Exercise requirements
Retype exactly the lines from the one holding "Can you see the dense" through the final line of the data, both included.

*** Available data ***

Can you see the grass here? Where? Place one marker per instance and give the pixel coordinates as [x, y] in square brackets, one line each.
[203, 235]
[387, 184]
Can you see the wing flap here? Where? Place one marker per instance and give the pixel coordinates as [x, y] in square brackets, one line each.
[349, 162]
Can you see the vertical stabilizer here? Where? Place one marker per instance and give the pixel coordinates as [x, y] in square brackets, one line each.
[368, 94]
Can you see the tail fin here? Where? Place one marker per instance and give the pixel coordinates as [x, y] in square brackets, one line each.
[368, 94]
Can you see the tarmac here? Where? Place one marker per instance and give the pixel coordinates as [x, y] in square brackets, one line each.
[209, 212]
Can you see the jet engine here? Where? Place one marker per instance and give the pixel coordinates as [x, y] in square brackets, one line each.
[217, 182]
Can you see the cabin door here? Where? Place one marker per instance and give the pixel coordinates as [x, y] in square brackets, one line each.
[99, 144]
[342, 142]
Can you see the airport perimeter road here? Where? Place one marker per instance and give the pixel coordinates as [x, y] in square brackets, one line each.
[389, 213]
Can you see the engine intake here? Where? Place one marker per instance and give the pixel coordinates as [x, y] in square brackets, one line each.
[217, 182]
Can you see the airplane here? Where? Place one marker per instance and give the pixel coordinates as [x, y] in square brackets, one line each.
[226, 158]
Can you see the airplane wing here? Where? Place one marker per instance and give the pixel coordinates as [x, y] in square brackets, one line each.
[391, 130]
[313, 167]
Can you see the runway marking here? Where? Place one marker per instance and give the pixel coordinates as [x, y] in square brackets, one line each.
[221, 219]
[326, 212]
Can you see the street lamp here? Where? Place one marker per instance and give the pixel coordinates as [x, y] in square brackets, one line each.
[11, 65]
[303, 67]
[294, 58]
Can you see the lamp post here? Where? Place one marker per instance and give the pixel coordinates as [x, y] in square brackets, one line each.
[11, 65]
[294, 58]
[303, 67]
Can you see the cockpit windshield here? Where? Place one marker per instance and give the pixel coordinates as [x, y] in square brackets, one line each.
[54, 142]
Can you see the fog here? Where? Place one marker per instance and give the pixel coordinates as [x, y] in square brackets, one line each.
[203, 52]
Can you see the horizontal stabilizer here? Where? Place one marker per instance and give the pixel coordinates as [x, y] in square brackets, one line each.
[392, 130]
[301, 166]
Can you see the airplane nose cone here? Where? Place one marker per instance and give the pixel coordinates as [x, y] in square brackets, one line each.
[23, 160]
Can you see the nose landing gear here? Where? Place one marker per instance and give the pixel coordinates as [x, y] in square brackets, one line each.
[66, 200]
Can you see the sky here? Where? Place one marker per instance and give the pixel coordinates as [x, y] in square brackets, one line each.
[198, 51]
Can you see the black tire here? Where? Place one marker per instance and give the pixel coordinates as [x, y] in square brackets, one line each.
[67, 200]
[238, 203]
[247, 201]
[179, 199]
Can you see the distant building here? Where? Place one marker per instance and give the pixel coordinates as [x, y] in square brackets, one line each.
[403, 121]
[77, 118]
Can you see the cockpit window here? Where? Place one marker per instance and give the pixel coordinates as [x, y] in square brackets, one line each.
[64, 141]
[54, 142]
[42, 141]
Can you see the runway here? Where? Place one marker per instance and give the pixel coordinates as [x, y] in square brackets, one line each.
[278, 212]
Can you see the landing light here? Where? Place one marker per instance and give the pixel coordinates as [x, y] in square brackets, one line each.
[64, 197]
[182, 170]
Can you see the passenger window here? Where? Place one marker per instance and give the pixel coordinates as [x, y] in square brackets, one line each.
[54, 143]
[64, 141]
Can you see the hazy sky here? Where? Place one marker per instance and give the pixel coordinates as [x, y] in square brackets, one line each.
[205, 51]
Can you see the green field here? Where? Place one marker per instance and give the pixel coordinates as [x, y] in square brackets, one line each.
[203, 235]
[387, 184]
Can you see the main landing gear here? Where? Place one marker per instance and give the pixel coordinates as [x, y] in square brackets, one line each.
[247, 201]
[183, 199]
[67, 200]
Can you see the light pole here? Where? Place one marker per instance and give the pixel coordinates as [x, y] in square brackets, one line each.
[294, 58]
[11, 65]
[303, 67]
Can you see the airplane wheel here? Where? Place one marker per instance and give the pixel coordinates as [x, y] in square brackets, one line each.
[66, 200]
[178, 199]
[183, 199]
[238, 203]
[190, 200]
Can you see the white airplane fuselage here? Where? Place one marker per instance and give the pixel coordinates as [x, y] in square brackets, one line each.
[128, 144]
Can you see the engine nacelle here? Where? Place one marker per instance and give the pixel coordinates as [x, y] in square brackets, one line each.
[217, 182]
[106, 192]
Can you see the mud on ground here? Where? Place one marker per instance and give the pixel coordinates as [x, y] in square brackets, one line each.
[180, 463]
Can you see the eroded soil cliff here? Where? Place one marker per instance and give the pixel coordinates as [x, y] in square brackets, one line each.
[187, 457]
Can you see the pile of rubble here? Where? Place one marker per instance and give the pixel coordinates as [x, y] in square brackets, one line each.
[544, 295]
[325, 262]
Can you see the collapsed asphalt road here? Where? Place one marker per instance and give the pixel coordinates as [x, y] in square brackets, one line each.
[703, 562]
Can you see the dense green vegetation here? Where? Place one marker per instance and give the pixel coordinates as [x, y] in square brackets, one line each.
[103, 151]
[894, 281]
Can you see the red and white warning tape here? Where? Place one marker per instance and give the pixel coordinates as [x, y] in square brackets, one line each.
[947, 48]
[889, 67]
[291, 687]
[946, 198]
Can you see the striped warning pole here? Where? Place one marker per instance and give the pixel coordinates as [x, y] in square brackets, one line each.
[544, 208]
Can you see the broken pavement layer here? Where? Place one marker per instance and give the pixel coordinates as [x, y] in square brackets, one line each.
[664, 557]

*** End of Available data ***

Response box
Can you see the dense green vegetation here? Where? Place one marker per instance and give the pixel coordinates as [x, y] in square brackets, one line each.
[103, 151]
[894, 281]
Can you see the red and white warning tape here? Where? Place one marker per instance and give the pixel coordinates as [x, y] in square brackets, one line each.
[947, 48]
[889, 67]
[291, 687]
[946, 198]
Can you see the striped warning pole here? Where? Place one marker per instance and give the pixel coordinates as [x, y] in square brackets, one line each.
[544, 208]
Can you see the broken pavement layer here? Where? Place one marker per instance and give the pixel coordinates as [x, y] in square brackets, one line each.
[664, 557]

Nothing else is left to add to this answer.